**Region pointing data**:
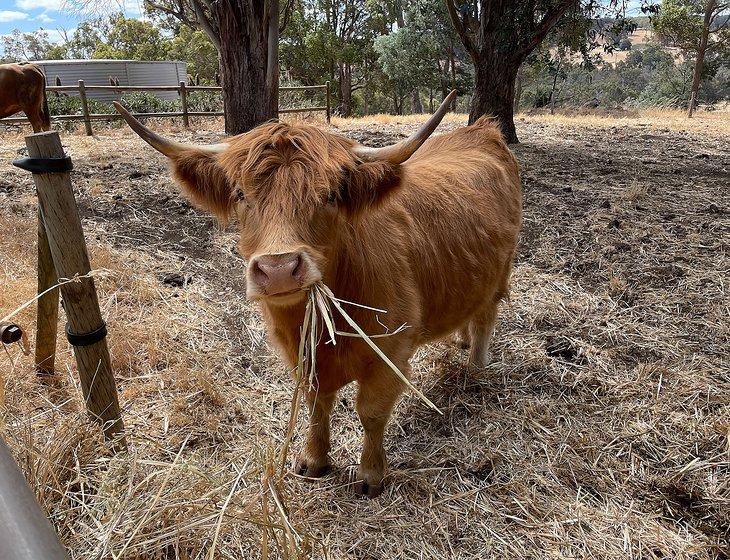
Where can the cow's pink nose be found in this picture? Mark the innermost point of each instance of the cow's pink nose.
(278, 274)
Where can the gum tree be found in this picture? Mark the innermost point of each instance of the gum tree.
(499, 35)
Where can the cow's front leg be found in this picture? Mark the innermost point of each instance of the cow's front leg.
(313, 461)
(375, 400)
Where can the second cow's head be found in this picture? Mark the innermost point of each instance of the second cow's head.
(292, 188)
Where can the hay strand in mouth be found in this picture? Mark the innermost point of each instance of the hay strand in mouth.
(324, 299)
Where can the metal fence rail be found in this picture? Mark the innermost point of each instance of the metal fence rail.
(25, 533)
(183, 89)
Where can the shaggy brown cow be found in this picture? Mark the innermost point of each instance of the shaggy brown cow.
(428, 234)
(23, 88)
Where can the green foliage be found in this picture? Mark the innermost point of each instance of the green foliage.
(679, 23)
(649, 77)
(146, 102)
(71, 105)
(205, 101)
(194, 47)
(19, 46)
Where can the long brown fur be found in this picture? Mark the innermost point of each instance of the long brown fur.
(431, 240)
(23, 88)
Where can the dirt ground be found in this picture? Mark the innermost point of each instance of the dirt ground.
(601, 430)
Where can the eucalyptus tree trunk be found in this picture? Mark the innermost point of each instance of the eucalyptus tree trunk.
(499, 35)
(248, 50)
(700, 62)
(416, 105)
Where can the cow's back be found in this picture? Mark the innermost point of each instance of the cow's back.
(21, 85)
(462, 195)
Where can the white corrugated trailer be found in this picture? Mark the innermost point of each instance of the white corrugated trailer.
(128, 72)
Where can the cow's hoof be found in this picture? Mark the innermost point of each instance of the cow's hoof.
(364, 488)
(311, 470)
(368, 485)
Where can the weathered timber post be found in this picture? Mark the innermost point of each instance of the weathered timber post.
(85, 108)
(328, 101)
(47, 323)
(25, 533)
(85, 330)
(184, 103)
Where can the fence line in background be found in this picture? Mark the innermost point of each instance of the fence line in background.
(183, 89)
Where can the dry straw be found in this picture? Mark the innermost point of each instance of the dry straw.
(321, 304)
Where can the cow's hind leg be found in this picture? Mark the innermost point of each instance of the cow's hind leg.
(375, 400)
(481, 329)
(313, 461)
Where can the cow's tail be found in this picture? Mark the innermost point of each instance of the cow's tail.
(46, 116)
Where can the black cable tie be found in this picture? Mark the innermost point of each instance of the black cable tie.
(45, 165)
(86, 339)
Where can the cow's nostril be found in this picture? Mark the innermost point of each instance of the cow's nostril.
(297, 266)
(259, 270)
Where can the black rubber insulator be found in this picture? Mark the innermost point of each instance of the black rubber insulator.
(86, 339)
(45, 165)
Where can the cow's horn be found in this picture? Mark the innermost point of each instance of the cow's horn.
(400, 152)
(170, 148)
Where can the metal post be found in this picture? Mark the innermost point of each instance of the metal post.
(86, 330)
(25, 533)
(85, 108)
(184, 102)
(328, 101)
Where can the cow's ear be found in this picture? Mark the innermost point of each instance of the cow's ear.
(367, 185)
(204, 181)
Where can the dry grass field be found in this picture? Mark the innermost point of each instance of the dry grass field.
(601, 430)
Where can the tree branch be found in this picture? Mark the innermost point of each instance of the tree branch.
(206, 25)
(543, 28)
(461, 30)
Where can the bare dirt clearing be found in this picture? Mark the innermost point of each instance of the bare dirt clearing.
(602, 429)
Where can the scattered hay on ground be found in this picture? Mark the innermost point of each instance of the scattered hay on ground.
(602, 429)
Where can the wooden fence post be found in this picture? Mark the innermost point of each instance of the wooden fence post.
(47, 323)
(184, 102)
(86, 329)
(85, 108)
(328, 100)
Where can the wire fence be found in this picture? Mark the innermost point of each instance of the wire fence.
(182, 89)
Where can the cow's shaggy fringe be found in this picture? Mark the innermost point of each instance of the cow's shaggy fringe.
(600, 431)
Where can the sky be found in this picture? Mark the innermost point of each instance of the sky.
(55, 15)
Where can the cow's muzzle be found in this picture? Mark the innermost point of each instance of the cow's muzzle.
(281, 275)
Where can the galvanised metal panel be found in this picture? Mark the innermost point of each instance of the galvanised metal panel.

**Work to be completed**: Pictures stay out, but every record above is to be returned exactly.

**Solved exercise**:
Where can the cow's pink nose be found in this picture? Mark the innermost point of each instance of the cow's pink nose.
(278, 274)
Where can the gum tree be found in this picture? Mark the innermost point of each instance of the gum tree.
(499, 35)
Where can the cow's front leg be found in this picture? Mark the innermost point of each instance of the cow's front leg.
(313, 461)
(375, 400)
Where can the second cow's head be found in this picture? Mark the innermost point of each instance of the second cow's head.
(292, 188)
Where can the hay strand in mouth be found in this picture? Mark the innermost point of each instance of the hay strand in mouth.
(324, 299)
Where can the metal fence rail be found in this picture? Mark the innermost point of each instance of the metal fence rail.
(25, 533)
(183, 89)
Where can the shaggy brown cow be found in this picture? Mark the innermost point of each instance of the shaggy brown cow.
(428, 234)
(23, 88)
Where can the green foliage be found in this picture? Mark the innermost point of each instance of the green foliage.
(679, 23)
(649, 77)
(146, 102)
(71, 105)
(205, 101)
(194, 47)
(19, 46)
Where can the long brown fur be found in this picture? Mark the innermost point of each instance of the long brown fur.
(431, 240)
(23, 88)
Where can the dirt ground be found in this picture? Mark the innermost point of each instance of the dirt ground.
(601, 430)
Where can the eucalyptus tree trunk be found in this picture? Mark the innermost point of each instance of the eucalyptus tree trunk.
(499, 35)
(248, 50)
(700, 62)
(416, 105)
Where can the cow's back be found in this picture? Mark the innermost point of each instance of the cow's back.
(21, 85)
(462, 195)
Where can the white corrugated trailer be found in this picture? Mark the innermost point of each instance of the white corrugated trailer.
(128, 72)
Where can the cow's hoof be found in this picture? Mark the innermost point of each instance of the cow's hoof.
(364, 488)
(311, 470)
(368, 485)
Where can the weathered timber post be found in this picture? Mark the innermost point of each instance of the weathered timber post.
(85, 108)
(328, 101)
(47, 323)
(25, 533)
(85, 330)
(184, 103)
Where can the fence line in background be found in this picture? Mark the innermost point of each instance of the fence line in background.
(183, 89)
Where can the dry straw be found in this picture? Mark the innermost point of each instance of the dry straw.
(321, 304)
Where can the cow's hind leg be found in this picture? Mark the innermost point of each instance of the cow's hind leg.
(375, 400)
(481, 329)
(313, 461)
Where can the cow's tail be found in this picture? Mark the innermost point of each instance of the cow's tail.
(46, 116)
Where can the black cable tie be found in this picture? Mark the innermost point of each instance of the black cable tie.
(45, 165)
(86, 339)
Where can the cow's nostril be found in this picture? Mark the innermost point of each instance of the cow's nostril.
(297, 266)
(259, 270)
Where can the black rubber insulator be found in this picture? Mark the innermost point of each instance of the black rubber insulator.
(86, 339)
(45, 165)
Where can the cow's horn be found in this picture? Mark the innermost point of each instance of the cow's horn.
(400, 152)
(170, 148)
Where can the metal post be found in this picture? Mark the innermost point of each instance of the metal post.
(86, 330)
(25, 533)
(85, 108)
(184, 102)
(328, 101)
Where can the cow's ear be found in this picture? Mark the innermost point of each instance of the cow's ear.
(367, 185)
(204, 181)
Where can the dry grass field be found in this picture? Mark the innermost point of each instance of the dry grass field.
(601, 430)
Where can the tree branch be found in this picture? Mark the innermost point of each instance of the tree branch.
(206, 25)
(543, 28)
(461, 30)
Where can the bare dirt clearing be found in this picture? Mark the innermost point of each instance of the bare dirt clearing.
(602, 429)
Where can the scattered hay on ground be found in this picture? Mark the innermost point of each instance of the scattered hay on ground.
(602, 429)
Where can the wooden fence post be found in this picture? Mark the innermost point of each instance of the wooden fence post.
(47, 323)
(184, 102)
(86, 329)
(85, 108)
(328, 100)
Where can the wire fence be found in this picture? Mark the innermost point of each instance of the wire fence.
(182, 89)
Where can the cow's shaggy fringe be found in this picture? Mark the innermost point of each instance of the cow's shaggy fringe.
(600, 431)
Where can the sky be found in this picture? Mark the innermost point of each instance of the sky.
(55, 15)
Where can the cow's muzzle be found in this picture? Mark the innermost point of each instance of the cow's muzzle.
(281, 275)
Where can the galvanised metal panel be found in this picture? Mark the innermost point of each instance of the galvanised metal panel.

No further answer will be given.